━━━ Record set ━━━

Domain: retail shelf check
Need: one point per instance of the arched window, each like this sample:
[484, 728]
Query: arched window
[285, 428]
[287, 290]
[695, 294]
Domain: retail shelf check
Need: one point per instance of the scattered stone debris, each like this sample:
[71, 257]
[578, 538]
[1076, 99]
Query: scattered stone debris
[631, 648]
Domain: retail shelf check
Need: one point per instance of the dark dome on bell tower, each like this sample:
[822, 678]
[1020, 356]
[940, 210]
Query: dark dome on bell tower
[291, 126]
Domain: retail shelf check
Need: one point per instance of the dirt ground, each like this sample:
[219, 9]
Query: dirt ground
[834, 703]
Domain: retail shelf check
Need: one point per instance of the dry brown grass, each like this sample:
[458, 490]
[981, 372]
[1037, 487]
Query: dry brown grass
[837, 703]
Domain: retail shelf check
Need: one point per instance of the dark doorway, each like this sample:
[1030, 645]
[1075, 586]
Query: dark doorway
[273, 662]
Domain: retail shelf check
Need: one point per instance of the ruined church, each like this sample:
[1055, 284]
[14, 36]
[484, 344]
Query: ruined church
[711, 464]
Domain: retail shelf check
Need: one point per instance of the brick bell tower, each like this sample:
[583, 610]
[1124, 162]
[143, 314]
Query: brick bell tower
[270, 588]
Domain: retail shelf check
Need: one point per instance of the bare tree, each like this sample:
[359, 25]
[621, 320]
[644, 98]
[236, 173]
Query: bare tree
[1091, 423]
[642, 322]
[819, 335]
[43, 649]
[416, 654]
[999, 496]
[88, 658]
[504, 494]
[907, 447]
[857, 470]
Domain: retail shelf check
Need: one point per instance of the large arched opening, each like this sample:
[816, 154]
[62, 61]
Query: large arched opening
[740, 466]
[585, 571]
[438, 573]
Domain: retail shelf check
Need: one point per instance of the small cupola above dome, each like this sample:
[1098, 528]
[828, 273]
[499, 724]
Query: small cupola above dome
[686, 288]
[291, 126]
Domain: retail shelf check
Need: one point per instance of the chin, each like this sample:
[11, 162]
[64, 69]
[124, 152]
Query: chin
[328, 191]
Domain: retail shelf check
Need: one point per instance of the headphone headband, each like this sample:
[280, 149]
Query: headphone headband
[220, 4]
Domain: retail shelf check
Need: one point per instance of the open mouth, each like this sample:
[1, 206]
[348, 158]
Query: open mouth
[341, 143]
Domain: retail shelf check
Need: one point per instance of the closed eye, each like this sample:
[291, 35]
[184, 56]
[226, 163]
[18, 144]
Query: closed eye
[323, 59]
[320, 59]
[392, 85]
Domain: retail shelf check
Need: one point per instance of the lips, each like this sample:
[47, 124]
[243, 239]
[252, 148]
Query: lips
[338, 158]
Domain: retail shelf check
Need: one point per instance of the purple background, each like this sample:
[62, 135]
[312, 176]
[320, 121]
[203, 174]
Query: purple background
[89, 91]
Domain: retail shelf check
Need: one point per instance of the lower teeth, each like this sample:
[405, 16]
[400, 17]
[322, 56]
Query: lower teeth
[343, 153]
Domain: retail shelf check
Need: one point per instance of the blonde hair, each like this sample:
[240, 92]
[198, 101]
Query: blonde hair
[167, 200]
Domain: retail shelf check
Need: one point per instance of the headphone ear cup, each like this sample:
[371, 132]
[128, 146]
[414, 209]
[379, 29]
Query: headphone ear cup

━━━

→ What is required:
What you should do is return the records above exactly, leaving nothing out.

→ Solution to the problem:
Domain: retail shelf check
Need: one point per instance of the arched window, each like this sample:
[484, 728]
Query: arched window
[285, 428]
[287, 290]
[695, 294]
Domain: retail shelf check
Need: one point per instance of the scattered stone debris, each like this sample:
[71, 257]
[578, 538]
[1076, 99]
Query: scattered stone debris
[631, 648]
Domain: retail shelf check
Need: one point per instance of the dark dome on bell tower, each like this sample:
[822, 678]
[1020, 356]
[940, 210]
Query: dark dome on bell tower
[291, 126]
Domain: retail shelf check
Need: one point per instance of the dirt ground, each like this sample:
[219, 9]
Query: dirt ground
[834, 703]
Domain: retail shelf check
Need: one point per instance of the dry brown grass, each like this sample:
[458, 490]
[981, 372]
[1037, 487]
Query: dry brown grass
[837, 703]
Domain: retail shelf check
Need: one point per instance of the dark doorway, each like this sample:
[1030, 645]
[1075, 586]
Query: dark doorway
[273, 662]
Domain: retail shelf check
Need: one point per instance of the ruined church, each like this sample:
[1055, 284]
[14, 36]
[484, 344]
Query: ruined church
[711, 464]
Domain: retail shelf check
Need: one point per instance of the brick bell tower, each like this sample:
[583, 610]
[1124, 162]
[143, 314]
Query: brick bell tower
[270, 588]
Domain: retail shelf check
Need: one point per instance of the bare tree, each like this sample:
[359, 25]
[621, 320]
[644, 98]
[236, 173]
Query: bare tree
[1091, 423]
[642, 322]
[819, 335]
[43, 649]
[416, 654]
[999, 496]
[88, 658]
[504, 494]
[907, 447]
[857, 470]
Domain: retail shelf check
Need: one point per instance of the large arched opening, each like this sample:
[816, 154]
[62, 61]
Query: large arched opening
[740, 466]
[585, 571]
[438, 573]
Domain: retail shelf check
Need: one point per instance of the small cupola above dome, each like this sample:
[1098, 528]
[828, 273]
[499, 724]
Query: small cupola above dome
[686, 288]
[291, 126]
Domain: retail shelf check
Need: one point per instance of the chin, each like this sample:
[11, 162]
[64, 69]
[124, 152]
Query: chin
[328, 191]
Domain: retail shelf check
Need: one point per instance of the headphone headband, each like this sample:
[280, 149]
Query: headphone headband
[220, 4]
Domain: retail shelf check
Need: one point per instance of the open mouth, each like this sample:
[1, 206]
[348, 158]
Query: open mouth
[341, 143]
Domain: retail shelf check
Need: one point per instance of the closed eye, each like this sample:
[291, 35]
[184, 56]
[226, 163]
[18, 144]
Query: closed eye
[323, 59]
[320, 59]
[392, 85]
Domain: retail shelf check
Need: one point per instance of the lips, each like this sample:
[47, 124]
[243, 239]
[252, 148]
Query: lips
[338, 158]
Domain: retail shelf check
Need: one point per instance of the purple background, each like this sample:
[62, 135]
[312, 176]
[320, 121]
[203, 174]
Query: purple background
[89, 91]
Domain: retail shelf check
Need: one point per instance of the lower teeth, each like this sample:
[405, 16]
[400, 17]
[322, 56]
Query: lower teeth
[343, 153]
Domain: retail shelf check
Need: one point per instance of the blonde hair, each like this sample:
[240, 92]
[198, 101]
Query: blonde hair
[167, 200]
Domain: retail shelf check
Need: one point per instance of the headphone ear cup, each like this sample:
[371, 132]
[128, 146]
[414, 209]
[379, 29]
Query: headphone ear cup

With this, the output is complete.